══ Given records ══
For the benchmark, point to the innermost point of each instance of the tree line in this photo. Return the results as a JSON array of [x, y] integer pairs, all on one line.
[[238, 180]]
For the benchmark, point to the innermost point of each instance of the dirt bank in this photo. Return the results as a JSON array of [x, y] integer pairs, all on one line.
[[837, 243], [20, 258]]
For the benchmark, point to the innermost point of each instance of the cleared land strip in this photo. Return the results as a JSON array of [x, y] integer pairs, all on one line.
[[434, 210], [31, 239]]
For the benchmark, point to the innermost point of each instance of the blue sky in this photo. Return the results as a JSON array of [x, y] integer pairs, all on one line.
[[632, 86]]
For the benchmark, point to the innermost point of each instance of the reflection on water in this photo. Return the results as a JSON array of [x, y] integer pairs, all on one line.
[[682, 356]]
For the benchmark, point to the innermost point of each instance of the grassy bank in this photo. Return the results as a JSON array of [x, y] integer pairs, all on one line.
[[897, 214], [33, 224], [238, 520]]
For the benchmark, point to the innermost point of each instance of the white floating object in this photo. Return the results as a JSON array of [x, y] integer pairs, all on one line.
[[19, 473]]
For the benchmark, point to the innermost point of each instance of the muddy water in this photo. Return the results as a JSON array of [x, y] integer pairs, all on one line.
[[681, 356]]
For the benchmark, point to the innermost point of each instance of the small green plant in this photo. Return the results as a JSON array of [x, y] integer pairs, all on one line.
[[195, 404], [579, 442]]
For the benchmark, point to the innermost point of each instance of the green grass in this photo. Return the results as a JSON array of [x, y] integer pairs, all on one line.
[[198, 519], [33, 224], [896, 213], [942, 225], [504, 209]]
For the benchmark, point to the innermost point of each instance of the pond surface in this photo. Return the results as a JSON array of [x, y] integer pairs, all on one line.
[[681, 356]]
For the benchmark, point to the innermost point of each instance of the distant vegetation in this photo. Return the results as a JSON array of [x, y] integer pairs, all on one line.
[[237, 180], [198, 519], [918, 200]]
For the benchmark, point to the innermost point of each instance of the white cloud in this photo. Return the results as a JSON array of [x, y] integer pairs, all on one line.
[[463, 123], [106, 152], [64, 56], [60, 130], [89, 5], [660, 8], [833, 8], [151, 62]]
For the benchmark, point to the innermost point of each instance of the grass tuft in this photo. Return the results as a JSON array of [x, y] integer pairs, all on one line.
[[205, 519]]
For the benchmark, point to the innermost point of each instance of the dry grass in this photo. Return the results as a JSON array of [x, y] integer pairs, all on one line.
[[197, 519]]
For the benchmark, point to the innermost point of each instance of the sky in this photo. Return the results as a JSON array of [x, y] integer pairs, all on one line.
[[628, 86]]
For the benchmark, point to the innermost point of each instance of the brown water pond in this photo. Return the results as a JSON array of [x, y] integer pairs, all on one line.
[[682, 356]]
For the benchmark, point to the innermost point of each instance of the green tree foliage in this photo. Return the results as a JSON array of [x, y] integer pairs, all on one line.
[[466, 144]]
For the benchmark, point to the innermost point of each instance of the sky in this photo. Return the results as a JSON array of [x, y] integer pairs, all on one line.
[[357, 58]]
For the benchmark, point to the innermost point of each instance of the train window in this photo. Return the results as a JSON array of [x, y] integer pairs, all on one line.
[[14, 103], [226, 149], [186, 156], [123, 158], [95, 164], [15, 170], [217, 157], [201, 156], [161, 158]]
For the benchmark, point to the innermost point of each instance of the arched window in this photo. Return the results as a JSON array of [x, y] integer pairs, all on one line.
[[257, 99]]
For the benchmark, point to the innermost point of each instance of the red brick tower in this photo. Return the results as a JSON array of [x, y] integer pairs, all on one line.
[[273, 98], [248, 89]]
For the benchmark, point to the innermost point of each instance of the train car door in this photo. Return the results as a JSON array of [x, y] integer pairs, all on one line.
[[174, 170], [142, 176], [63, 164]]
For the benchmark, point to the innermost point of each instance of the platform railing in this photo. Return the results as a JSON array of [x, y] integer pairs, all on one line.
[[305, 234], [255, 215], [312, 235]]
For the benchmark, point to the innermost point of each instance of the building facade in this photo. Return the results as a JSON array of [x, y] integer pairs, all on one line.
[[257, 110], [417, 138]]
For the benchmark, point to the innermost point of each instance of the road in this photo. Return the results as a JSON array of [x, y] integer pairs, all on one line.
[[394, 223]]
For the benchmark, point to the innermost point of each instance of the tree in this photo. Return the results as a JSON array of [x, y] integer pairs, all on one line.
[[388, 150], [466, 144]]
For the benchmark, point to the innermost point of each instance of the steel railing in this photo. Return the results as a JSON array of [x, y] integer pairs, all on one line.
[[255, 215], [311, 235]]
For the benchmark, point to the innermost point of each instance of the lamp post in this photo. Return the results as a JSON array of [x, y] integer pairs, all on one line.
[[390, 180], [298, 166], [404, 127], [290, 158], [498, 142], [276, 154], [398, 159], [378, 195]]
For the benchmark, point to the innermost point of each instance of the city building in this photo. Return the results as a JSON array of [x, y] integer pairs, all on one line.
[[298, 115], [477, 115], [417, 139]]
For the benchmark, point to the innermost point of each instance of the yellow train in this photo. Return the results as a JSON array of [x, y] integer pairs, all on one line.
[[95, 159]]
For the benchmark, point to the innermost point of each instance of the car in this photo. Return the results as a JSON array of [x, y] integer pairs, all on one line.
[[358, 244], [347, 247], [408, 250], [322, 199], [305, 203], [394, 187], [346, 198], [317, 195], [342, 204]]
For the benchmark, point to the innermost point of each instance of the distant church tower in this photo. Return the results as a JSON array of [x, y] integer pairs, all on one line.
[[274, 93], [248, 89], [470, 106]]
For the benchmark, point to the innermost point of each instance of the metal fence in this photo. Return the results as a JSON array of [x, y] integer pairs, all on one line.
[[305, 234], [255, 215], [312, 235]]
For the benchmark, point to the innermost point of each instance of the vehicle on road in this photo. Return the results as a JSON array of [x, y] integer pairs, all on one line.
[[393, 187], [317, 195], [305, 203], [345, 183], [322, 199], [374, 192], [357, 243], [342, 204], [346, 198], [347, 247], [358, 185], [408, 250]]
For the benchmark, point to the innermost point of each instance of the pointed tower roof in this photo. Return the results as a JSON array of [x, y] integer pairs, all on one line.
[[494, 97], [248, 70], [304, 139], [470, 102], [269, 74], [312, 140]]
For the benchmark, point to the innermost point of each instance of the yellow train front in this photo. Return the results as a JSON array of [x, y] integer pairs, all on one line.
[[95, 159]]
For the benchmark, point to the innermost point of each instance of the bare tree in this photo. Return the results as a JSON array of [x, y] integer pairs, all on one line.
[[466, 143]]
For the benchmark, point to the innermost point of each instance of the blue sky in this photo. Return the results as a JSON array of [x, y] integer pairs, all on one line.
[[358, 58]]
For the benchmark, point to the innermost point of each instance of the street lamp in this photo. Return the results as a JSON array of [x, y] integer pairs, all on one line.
═══
_What is expected_
Convert the lines from the start through the line containing "[[434, 210], [31, 239]]" into a two-column CSV with a header row of text and value. Give one row for each line paired with the line holding its value, with every field in double quotes and any line breaks replaced by spaces.

_The response_
text,value
"For the benchmark, point to the innermost point of each instance of the tree line in this photo. Return the results as a JSON array of [x, y] integer pairs, all on one line.","[[238, 180]]"
"For the benchmark, point to the innermost point of each instance of the dirt bank in this photo. Return the results as a JSON array of [x, y] integer pairs, all on one line.","[[837, 243], [20, 258]]"
"For the benchmark, point to the innermost point of each instance of the cleared land strip in this photo. Return the results as a JSON array of [x, y] integer pairs, all on one line.","[[434, 210], [31, 239]]"